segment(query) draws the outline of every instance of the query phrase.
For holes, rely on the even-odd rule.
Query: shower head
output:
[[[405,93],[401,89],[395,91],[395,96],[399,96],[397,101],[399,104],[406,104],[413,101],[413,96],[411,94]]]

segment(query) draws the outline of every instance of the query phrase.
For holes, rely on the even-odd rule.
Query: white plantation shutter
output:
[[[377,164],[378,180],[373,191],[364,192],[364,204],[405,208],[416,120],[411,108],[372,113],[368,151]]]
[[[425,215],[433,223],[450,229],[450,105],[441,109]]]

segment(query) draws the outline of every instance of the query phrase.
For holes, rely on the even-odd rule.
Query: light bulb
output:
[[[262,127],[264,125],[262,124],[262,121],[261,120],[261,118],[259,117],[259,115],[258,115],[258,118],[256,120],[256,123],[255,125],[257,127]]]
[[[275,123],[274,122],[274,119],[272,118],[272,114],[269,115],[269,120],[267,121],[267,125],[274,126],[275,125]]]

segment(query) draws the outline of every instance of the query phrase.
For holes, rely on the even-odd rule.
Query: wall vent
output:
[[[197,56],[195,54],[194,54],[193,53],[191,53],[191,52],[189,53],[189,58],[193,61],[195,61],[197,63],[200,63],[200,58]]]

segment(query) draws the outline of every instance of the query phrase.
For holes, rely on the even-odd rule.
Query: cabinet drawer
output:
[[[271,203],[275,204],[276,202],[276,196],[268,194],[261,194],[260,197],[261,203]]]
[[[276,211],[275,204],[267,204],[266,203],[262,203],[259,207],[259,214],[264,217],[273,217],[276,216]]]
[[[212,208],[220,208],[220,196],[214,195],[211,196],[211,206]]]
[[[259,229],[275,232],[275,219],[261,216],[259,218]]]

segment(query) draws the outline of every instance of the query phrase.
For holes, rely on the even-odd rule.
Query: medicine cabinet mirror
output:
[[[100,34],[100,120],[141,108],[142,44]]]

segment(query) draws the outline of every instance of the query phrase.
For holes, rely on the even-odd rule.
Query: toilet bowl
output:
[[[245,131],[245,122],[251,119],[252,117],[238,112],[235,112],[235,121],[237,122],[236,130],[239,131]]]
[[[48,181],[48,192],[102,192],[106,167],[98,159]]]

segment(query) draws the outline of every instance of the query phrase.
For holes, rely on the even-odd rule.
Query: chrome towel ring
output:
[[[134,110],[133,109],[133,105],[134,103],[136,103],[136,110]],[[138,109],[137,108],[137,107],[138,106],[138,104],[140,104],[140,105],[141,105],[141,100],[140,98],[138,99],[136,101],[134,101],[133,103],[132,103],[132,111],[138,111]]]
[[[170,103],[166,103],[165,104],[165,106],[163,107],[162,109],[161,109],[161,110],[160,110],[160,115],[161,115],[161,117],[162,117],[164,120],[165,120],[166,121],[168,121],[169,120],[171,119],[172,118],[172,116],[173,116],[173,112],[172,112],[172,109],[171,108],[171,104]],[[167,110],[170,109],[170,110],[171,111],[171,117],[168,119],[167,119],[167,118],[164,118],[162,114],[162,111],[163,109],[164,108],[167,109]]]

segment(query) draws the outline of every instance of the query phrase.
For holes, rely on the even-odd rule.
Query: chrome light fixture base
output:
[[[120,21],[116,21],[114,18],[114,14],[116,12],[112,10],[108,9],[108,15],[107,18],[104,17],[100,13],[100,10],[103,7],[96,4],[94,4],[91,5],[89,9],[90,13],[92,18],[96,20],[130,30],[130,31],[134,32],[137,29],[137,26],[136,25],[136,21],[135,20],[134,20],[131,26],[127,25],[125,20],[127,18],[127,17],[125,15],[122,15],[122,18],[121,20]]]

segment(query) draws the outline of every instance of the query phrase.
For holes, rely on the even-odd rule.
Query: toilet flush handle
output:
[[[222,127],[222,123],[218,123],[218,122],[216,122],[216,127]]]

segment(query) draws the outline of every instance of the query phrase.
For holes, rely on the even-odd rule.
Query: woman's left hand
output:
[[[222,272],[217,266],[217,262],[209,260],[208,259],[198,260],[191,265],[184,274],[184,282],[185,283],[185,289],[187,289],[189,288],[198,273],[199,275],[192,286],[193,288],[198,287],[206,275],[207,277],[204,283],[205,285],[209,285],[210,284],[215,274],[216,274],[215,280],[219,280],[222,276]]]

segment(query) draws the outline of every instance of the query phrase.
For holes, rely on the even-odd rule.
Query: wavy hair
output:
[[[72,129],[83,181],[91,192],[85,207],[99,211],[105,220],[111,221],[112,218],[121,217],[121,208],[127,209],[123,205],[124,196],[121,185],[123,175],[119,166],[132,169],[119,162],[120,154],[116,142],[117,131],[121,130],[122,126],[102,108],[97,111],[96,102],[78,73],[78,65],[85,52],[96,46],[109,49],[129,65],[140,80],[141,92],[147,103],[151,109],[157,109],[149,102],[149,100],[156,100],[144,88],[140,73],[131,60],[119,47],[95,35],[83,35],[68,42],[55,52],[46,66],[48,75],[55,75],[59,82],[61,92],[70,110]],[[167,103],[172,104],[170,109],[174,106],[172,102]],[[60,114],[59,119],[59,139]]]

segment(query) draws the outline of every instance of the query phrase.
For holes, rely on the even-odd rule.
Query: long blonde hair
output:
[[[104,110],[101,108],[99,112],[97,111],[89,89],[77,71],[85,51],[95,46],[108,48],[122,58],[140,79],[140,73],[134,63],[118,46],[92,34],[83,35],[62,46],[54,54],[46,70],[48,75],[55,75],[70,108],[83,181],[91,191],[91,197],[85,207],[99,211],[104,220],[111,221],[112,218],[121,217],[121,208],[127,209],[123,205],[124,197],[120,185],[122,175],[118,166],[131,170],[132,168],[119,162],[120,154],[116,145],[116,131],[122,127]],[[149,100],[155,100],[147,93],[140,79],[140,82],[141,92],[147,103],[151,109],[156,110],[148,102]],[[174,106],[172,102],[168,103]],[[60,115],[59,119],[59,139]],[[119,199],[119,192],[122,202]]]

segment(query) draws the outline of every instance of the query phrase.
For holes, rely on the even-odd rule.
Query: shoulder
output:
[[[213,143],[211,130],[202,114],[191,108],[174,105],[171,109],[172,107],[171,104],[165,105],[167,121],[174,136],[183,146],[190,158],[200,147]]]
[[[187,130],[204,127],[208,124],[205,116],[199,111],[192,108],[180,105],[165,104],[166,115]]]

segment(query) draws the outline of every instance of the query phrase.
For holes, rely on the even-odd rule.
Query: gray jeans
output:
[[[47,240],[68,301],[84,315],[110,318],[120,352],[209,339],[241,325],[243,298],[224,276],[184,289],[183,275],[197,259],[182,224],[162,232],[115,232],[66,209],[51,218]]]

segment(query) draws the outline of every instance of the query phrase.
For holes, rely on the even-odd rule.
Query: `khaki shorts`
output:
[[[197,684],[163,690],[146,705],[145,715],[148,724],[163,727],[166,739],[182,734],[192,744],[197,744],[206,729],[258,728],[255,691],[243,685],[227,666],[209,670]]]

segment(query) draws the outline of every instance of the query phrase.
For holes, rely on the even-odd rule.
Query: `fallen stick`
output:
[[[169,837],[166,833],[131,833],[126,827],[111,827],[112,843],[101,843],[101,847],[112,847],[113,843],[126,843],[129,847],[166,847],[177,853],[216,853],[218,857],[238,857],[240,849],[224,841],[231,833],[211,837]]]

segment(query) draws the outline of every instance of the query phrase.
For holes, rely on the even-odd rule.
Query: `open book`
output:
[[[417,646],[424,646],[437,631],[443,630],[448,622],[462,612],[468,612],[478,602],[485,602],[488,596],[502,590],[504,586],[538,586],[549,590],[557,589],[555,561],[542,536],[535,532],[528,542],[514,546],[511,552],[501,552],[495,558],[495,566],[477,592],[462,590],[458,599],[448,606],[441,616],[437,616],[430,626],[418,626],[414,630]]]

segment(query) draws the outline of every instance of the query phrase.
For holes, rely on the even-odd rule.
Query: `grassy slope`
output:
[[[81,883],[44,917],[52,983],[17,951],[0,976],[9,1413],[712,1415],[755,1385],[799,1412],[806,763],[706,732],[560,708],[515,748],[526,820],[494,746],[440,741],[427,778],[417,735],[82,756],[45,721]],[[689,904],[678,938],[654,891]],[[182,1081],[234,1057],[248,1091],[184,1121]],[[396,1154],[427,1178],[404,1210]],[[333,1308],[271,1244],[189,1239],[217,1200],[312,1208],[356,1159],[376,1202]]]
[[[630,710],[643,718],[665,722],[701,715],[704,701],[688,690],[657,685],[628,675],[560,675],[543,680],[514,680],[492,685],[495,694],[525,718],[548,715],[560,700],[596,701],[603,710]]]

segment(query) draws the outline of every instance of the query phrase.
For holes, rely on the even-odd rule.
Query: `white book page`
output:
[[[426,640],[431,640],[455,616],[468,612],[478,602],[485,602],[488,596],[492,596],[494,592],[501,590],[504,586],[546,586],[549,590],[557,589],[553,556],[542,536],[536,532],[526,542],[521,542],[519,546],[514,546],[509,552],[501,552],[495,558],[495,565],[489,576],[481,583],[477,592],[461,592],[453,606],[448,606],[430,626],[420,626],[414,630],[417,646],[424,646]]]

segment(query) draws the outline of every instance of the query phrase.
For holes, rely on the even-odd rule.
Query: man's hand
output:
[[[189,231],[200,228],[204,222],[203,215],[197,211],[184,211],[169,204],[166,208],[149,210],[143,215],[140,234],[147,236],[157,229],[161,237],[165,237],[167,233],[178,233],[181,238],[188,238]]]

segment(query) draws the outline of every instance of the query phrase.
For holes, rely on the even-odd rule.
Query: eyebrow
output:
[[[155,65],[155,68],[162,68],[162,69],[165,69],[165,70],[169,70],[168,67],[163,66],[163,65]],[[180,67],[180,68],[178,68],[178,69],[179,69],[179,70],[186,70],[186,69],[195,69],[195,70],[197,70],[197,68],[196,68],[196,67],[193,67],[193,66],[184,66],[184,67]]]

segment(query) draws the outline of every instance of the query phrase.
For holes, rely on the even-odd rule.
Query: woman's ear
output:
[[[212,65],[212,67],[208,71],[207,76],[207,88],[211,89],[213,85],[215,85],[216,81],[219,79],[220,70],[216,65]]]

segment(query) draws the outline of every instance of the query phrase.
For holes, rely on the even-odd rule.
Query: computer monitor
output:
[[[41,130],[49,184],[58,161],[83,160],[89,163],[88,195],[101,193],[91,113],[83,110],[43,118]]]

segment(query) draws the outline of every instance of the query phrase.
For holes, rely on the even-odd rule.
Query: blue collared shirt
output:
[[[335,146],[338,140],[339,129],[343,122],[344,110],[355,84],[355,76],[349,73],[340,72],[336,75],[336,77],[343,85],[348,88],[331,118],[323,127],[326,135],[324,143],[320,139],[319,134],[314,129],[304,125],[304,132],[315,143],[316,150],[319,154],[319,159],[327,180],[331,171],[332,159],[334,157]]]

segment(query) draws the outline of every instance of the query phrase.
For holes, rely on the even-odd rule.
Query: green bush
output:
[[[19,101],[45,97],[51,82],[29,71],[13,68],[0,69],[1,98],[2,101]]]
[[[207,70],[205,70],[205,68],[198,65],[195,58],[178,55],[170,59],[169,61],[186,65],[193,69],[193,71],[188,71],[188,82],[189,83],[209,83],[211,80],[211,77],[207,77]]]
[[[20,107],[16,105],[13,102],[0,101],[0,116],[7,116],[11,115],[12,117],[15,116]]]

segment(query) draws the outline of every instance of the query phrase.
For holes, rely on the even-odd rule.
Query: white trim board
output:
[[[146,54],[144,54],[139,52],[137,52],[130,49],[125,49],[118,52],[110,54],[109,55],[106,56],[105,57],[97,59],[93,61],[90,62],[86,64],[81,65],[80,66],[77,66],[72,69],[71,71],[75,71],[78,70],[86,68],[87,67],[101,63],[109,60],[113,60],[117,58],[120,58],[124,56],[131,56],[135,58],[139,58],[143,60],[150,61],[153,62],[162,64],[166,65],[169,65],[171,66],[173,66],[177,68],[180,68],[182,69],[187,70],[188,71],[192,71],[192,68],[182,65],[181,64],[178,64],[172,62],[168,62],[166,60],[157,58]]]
☆ ☆ ☆ ☆ ☆
## GOAL
Extract each line of the listing that contains the string "hair". Treat the match as case-sensitive.

## RESPONSE TO THE EXERCISE
Query: wavy hair
Query: long blonde hair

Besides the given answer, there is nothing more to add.